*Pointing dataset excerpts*
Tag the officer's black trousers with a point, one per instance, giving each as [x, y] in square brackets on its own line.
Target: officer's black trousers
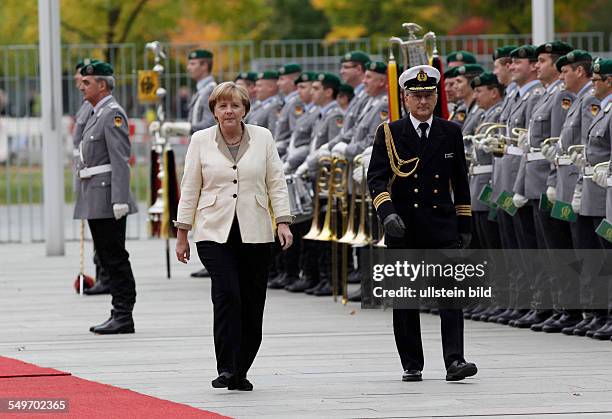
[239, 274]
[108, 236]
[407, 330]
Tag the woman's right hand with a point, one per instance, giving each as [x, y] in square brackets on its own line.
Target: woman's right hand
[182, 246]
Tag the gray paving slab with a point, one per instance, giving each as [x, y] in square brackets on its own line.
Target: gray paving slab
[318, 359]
* * *
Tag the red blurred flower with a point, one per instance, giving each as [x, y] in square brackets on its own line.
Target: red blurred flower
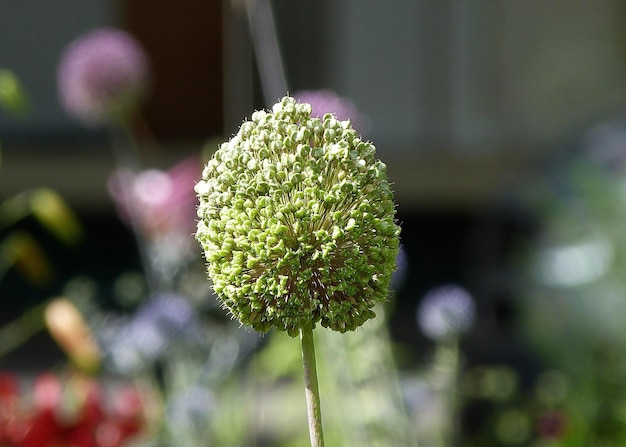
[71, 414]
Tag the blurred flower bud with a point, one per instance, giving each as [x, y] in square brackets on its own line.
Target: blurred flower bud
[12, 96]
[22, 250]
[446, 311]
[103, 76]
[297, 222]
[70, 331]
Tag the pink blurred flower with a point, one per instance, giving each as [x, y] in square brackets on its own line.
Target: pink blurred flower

*STATED TASK*
Which lines in the material above contain the word "woman"? Copy each of them.

*EXPECTED ANSWER*
Tag the woman's right hand with a point, one per instance, giving each as [x, y] in square brackets on its own line.
Target: woman's right hand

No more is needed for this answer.